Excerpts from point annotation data
-*-*-
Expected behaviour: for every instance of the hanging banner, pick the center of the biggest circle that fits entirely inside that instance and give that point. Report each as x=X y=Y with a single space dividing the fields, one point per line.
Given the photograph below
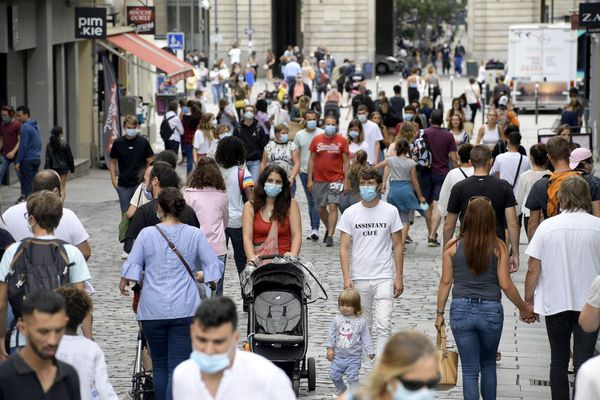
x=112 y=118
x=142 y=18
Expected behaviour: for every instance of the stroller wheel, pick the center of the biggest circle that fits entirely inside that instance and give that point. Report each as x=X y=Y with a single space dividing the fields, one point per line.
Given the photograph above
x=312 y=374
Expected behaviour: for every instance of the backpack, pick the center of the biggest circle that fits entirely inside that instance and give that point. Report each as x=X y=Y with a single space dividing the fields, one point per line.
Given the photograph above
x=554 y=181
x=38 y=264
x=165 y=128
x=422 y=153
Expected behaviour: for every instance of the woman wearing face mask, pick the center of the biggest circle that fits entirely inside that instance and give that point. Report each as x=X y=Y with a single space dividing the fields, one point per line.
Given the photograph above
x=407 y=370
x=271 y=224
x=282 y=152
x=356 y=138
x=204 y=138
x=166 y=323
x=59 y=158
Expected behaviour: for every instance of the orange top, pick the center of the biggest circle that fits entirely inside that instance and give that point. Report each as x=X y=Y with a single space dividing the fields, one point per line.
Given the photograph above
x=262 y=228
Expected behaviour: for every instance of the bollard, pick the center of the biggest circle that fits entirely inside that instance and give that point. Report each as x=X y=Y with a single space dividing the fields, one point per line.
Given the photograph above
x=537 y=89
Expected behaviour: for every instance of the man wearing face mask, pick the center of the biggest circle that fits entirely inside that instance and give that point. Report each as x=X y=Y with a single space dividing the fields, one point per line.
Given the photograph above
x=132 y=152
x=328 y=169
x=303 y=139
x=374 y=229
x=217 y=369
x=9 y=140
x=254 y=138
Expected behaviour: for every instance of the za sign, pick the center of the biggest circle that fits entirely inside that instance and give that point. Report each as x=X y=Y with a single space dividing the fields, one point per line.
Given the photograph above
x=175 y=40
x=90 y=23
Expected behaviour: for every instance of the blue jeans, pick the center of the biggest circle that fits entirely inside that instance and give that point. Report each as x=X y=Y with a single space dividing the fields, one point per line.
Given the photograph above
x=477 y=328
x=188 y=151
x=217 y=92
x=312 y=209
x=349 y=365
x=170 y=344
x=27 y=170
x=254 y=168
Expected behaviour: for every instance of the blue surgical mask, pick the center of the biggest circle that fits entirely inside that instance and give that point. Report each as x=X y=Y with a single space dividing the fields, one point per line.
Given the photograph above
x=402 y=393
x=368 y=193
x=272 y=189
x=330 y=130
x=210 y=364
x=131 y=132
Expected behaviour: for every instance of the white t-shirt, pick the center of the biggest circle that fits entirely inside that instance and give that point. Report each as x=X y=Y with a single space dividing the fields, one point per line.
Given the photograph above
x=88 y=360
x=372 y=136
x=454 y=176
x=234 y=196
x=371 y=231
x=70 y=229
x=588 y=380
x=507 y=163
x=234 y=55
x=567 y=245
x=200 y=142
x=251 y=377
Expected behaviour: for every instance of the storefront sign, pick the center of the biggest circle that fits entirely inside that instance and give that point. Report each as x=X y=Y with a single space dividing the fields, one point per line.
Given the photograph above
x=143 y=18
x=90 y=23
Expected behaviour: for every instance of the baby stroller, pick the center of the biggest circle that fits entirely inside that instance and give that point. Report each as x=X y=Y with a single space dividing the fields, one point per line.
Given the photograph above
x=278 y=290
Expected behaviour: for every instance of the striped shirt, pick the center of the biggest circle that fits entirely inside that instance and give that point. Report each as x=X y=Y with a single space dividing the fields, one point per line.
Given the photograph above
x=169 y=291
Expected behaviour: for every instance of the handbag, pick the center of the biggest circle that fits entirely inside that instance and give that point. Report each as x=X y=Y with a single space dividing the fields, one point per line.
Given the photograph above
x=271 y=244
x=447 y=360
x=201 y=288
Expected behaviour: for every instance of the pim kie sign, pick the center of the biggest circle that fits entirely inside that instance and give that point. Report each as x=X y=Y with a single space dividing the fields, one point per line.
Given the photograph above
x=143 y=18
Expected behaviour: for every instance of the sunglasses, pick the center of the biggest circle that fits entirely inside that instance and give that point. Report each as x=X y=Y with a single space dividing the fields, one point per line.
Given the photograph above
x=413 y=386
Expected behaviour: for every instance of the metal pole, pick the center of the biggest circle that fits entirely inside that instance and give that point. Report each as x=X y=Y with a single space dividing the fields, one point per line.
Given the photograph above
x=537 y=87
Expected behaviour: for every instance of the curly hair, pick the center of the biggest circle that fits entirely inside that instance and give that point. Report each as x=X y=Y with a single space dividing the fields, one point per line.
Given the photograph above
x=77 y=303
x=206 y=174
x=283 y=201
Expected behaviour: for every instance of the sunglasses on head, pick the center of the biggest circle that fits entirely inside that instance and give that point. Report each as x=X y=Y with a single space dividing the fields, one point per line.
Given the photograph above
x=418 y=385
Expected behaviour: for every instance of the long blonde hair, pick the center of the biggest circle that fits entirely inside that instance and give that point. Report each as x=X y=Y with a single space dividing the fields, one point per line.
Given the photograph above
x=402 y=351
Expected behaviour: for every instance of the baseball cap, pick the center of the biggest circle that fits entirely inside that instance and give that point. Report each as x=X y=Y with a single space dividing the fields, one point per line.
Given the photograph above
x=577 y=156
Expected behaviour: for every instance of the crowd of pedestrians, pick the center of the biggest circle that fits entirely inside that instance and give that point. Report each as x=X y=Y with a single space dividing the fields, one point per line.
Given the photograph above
-*-*-
Output exactly the lines between the one containing "Expected behaviour: for every instance of the long" and the final line above, both inclusive.

• **COMPLETED EXERCISE**
Expected behaviour: for every instance of the long blonde hair, pick the center of the biggest circle that fits entirely inside that instance and give that point. Report each as x=X y=Y with a single space dividing the fields, one point per line.
Given the photograph above
x=402 y=351
Expected behaviour: for every instance of the baseball cap, pick the center of the biggest circle that fits entirely inside that instance and give that point. Report each as x=X y=Y with a single space dividing the fields, one point per line.
Given the photograph above
x=577 y=156
Expected behaviour: for every instance of the crowd of pedestrians, pick the center of the biggest circle that fits entirely inside that instance and give that point. Report each as x=X y=Y with a single space dividing the fields, one point per line.
Given the photograph above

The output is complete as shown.